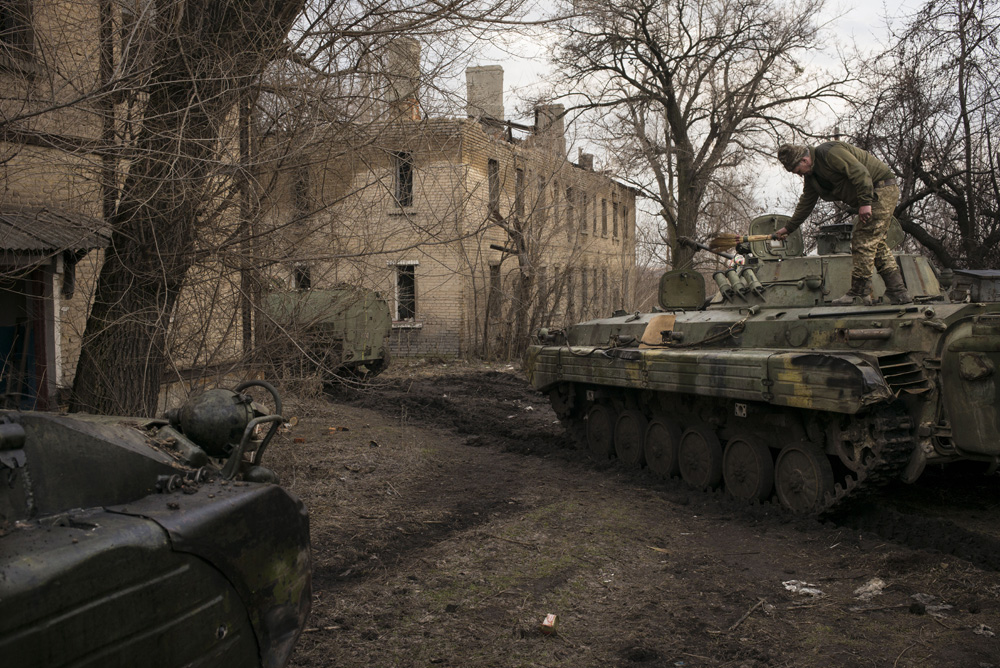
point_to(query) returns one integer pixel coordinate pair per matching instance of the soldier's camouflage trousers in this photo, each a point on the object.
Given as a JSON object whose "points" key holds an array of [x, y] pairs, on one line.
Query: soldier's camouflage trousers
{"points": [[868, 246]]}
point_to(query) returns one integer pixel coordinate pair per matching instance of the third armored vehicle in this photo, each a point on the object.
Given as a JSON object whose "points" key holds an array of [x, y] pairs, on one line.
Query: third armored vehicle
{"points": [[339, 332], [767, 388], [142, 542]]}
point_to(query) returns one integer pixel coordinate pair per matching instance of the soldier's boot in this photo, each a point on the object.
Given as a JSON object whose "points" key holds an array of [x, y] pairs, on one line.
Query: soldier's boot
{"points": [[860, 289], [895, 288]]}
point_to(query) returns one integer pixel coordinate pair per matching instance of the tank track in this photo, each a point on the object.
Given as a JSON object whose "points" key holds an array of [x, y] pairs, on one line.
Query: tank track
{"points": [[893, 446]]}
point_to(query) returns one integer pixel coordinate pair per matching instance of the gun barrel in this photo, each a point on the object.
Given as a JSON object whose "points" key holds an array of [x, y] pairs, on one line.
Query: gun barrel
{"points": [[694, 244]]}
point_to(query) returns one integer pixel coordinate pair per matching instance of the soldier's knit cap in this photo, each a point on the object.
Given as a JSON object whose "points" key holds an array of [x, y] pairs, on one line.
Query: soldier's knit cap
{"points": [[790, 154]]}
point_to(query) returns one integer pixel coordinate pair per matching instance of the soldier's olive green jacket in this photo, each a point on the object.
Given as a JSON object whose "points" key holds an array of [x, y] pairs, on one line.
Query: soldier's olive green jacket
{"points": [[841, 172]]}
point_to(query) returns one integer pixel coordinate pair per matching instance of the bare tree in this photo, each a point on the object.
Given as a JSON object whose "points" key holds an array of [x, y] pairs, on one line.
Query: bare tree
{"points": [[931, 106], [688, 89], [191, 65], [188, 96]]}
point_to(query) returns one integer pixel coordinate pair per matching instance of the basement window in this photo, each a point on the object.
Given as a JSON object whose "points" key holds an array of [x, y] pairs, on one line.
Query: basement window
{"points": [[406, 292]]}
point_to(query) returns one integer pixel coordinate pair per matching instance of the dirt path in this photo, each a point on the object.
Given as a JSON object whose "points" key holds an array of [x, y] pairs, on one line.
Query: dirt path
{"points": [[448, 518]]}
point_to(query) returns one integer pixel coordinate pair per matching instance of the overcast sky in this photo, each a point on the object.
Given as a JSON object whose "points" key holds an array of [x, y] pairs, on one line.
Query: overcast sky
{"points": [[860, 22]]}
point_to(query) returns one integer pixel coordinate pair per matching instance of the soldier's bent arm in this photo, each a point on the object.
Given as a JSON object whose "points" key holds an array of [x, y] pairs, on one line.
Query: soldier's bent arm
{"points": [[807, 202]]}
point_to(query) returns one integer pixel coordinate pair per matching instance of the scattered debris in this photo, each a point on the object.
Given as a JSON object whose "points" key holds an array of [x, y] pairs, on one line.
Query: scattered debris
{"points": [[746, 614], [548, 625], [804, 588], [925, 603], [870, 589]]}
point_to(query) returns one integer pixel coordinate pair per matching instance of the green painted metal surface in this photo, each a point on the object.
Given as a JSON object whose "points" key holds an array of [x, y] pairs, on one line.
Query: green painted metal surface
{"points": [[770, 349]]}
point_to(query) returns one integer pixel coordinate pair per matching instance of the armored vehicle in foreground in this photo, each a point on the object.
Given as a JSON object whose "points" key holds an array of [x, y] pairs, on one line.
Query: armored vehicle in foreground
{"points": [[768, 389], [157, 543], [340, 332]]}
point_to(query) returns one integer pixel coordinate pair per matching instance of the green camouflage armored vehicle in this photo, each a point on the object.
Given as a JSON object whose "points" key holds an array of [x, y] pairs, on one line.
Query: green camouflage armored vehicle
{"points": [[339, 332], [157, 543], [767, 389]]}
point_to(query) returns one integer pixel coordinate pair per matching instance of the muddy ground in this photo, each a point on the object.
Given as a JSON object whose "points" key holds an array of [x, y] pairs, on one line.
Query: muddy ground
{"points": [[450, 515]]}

┄┄┄┄┄┄┄┄┄┄┄┄┄┄┄┄┄┄┄┄

### Task
Copy out the listing word for word and skip its pictures.

### Solution to the exercise
point_to(query) returns one integer pixel coordinate pair per matching instance of the soldier's camouflage trousers in this photo, each a point on the object.
Given as a JSON object whose "points" key holds an array of [x, y] pairs, on one line.
Query: soldier's camouflage trousers
{"points": [[868, 246]]}
point_to(query) returns one integer pixel coordinate pair per matching instance of the third armored vehicle in this photo, each a point on the object.
Given as a JSON object whose "points" key holds an array of [x, y] pairs, on one line.
Query: third armored vehicle
{"points": [[339, 332], [767, 388], [142, 542]]}
point_to(query) returns one integer pixel coordinate pair per matching instance of the soldier's boot in this photo, each a point on the object.
Given as a JSON object whose "points" key holds an array of [x, y] pairs, on one line.
Query: soldier's boot
{"points": [[860, 289], [895, 288]]}
point_to(query) returns one integer pixel coordinate pair per matching instance of the tank track in this photo, each a point on the object.
Given as a JSON object whose "points" key holds an array of [x, y] pairs, on one line.
Query: tank track
{"points": [[893, 446]]}
point_to(query) returns one integer pixel coordinate pair per matching instance of the gun barrel in this photo, each a point on the object.
Given as a JSON object whose "points" key holds an array of [x, y] pairs, on one line.
Query: gun barrel
{"points": [[694, 244]]}
point_to(query) returns one integer pixel coordinate pair per matching instance of the soldier's knit cap in this photo, each a point on the object.
Given as a JSON object whose "points" key holds an array of [x, y] pairs, on one line.
Query: soldier's knit cap
{"points": [[790, 154]]}
point_to(query) returns one integer pixel coordinate pair per matching instance of the soldier's olive green jacket in this photo, each a point on the object.
Given as a JSON object whose "points" key holds an array of [x, y] pairs, on one line.
Query: soldier's olive green jacket
{"points": [[841, 172]]}
point_to(query) returns one integer pixel coordinate pair per matching instance of the bare tree in this photo, each a point on the object.
Given as a JSON object whose "points" key holds an array of [x, y] pairs, on one line.
Query: bare tree
{"points": [[931, 106], [688, 89], [191, 65], [188, 96]]}
point_to(query) returns one integer pixel coordinate pair per matching instance of the basement window in this photo, each a point on the object.
Given as a JSON object whose "points" key holds an array of [x, y] pairs, on one line.
Query: basement window
{"points": [[406, 292]]}
point_to(query) returns one integer pixel coordinate pair per matching instance of the dirt path in this photo, each a point on the object.
Given as a JSON object whose "points" key holds an array of [x, y] pairs, on one line.
Query: dirt path
{"points": [[448, 518]]}
point_to(query) returns one integer pixel coordinate pair per matching instance of the overcast sky in this photo, each a point on the object.
Given as a JSON object whose "points" key holds an array of [x, y] pairs, on one line.
Query: overcast sky
{"points": [[860, 22]]}
point_to(query) returns one integer pixel coordinate pair per matching instance of the soldier's bent arm in this photo, each a point on the object.
Given as a JSON object whose "points" key holds an array of [x, y] pairs, on one line.
Query: soldier's bent arm
{"points": [[807, 202]]}
point_to(query) returns one integer pixel coordinate pair per matching instance of the scattered debris in this photo, each a point on the object.
Given as a JSON object whose "points" key holds an array of [x, y] pairs, on one line.
Query: scattered debris
{"points": [[746, 614], [548, 625], [804, 588], [925, 603], [870, 589]]}
point_to(query) returns one integer pixel coordinate pair per matching instance of the green painted metal surface in this photo, each a point on the object.
Given as a JSON object whose "points" key holds an array of [x, y] pairs, on one line.
Query: green painted metal surface
{"points": [[770, 349]]}
point_to(query) returns one integer pixel coordinate pair per matching instance of the armored vehicle in foreground in this photo, each a point on the object.
Given as a JSON object whose "points" key holds an array of [x, y] pairs, on one line.
Query: armored vehicle in foreground
{"points": [[768, 389], [157, 543], [340, 332]]}
point_to(query) returns one integer pixel coordinate pair per matching instance of the green camouflage armored vehicle in this photo, each a point on the object.
Given as a JSON object whose "points" key holds an array of [x, y] pairs, on one line.
Query: green camouflage armored vehicle
{"points": [[339, 332], [157, 543], [767, 389]]}
point_to(query) returns one integer pixel coordinate pair per matching instance of the muddy ground in this photo, each a point on the object.
Given as a JSON object whose "points" key holds an array of [x, y] pairs, on one line.
Query: muddy ground
{"points": [[450, 515]]}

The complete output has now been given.